Reproduce every one of the records below word for word, leaving each line unchanged.

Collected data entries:
********************
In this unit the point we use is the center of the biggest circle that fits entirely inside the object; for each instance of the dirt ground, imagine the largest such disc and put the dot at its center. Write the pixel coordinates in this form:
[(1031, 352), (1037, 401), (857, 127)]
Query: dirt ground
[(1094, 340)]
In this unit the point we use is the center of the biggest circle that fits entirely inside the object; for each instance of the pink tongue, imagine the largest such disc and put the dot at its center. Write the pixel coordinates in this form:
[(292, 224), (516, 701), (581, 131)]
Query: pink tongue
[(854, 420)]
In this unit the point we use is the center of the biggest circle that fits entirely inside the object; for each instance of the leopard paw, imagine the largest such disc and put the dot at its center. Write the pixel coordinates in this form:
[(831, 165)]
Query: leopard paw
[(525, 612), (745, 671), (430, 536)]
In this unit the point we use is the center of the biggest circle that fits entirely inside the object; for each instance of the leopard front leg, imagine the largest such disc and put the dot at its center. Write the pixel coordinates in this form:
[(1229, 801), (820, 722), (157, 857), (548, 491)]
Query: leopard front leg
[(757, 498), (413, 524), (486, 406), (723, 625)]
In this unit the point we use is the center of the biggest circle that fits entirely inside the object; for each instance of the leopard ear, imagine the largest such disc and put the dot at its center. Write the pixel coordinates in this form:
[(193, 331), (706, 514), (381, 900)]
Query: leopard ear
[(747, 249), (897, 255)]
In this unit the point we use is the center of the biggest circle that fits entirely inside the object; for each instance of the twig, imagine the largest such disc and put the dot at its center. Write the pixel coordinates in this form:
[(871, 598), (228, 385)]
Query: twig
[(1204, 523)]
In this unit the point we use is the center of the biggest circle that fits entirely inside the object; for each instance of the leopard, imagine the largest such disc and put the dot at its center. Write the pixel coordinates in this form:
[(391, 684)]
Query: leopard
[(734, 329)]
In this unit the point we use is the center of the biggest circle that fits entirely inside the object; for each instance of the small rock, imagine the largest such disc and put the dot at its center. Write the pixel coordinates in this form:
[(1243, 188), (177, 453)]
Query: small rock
********************
● **Exercise solution**
In this unit the point we use is the center of the biggest circle that fits entirely inside the object; for each instance of the dirt ground, imagine the largest such disc and put the dot at its center. Write the pixel coordinates in this form:
[(1031, 352), (1037, 401), (857, 127)]
Query: dirt ground
[(1094, 340)]
In this unit the point we use is the center of the biggest circle that fits entirely inside the object; for each instance of the pink tongue, imagine the largest such disc and put the dot at its center. Write the pixel coordinates in this form:
[(292, 224), (516, 701), (581, 131)]
Query: pink tongue
[(854, 420)]
In this unit the point we use is the center of the biggest circle that fits entirely inside the object; for each instance of the leopard paw, imagine the largest such disc and put the dot at its center. Write the pixel coordinates in this form:
[(831, 165)]
Query: leopard paw
[(525, 612), (745, 671), (430, 536)]
In this unit the point we use is the center of the biggest circle that fits entirely inside the object; for each instance of the leopard front leg, imagine the largest such disc and put the dot at its center. Write the pixel coordinates in this form:
[(1229, 801), (820, 722), (157, 857), (548, 491)]
Query: leopard front leg
[(757, 498), (413, 524), (486, 406), (723, 625)]
In this unit the point we use is the center of the biggest circle that fits entirely inside the object; for each instance of the leopard ear, imagine the largest such disc and put the dot at its center. Write the pixel coordinates in this form:
[(193, 331), (706, 514), (381, 900)]
Query: leopard ear
[(747, 249), (897, 255)]
In this unit the point we use is the center of the biggest circle that fits entirely inside the object; for each instance of the twig, imagine the largest such disc and put the dot at its center. Write the pixel coordinates in this form:
[(871, 598), (228, 385)]
Query: twig
[(1204, 523)]
In this unit the point we use is the center of the biggest circle that fits entirely inside the object; for each instance of the leopard, imagine the largest such disc and put the dot at its center. Write the pixel coordinates in this form:
[(391, 684)]
Query: leopard
[(734, 329)]
In this unit the point we use is the center of the biggest circle that fits entirely inside the object; for each instance of the small rock, imagine the largest such disc and put the dot at its center. Write the pixel coordinates in this form:
[(1243, 188), (177, 453)]
Query: small rock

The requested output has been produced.